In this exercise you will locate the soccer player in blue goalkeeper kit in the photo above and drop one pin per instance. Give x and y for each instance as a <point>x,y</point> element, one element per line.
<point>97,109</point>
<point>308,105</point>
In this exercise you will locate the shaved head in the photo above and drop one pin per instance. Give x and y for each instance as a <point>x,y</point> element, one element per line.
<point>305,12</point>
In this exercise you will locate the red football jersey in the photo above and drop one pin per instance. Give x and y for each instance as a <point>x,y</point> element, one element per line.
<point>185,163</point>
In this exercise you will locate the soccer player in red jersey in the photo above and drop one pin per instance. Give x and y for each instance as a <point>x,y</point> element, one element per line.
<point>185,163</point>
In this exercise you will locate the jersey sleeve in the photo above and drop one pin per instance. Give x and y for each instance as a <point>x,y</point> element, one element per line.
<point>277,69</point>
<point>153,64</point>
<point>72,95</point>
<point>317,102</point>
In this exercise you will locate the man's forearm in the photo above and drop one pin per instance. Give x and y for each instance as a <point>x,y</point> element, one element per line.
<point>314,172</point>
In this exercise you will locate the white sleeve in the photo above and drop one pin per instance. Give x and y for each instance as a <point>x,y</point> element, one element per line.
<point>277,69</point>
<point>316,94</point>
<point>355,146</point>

□ □ □

YOUR OBJECTIVE
From top to bottom, repeat the data above without alteration.

WRITTEN REPLY
In this exercise you will locate the soccer player in blue goalkeeper kit in the photo above and drop one pin per instance. Give x and y for each instance as a <point>x,y</point> element, one element per line.
<point>97,109</point>
<point>308,105</point>
In this exercise you will locate the shaved head in the photo above and drop one pin per instance. Give x and y for each instance as a <point>x,y</point> element, one element per line.
<point>305,12</point>
In this exercise you will locate the red football jersey in the photo above and drop one pin per instance. Give x and y for each instance as a <point>x,y</point> element, one element per line.
<point>185,163</point>
In this exercise you will locate the soccer player in red jersey in the photo above and drop one pin per instance. Give x and y for each instance as a <point>x,y</point> element, one element per line.
<point>185,163</point>
In this exercise you will locate the jersey sleeve in the photo above and drop one pin per instance. Give x and y for each instance as a <point>x,y</point> element, one element per line.
<point>277,69</point>
<point>153,64</point>
<point>72,95</point>
<point>317,102</point>
In this exercise you will locate the man's forearm in the photo above and drop one pin per instance. Give x and y for each instance as a <point>x,y</point> element, one element per line.
<point>314,172</point>
In this exercise you will locate the white sleeve in the photo above and drop one pin per instance. Give x and y for each instance as a <point>x,y</point> element, one element per line.
<point>277,69</point>
<point>316,94</point>
<point>355,146</point>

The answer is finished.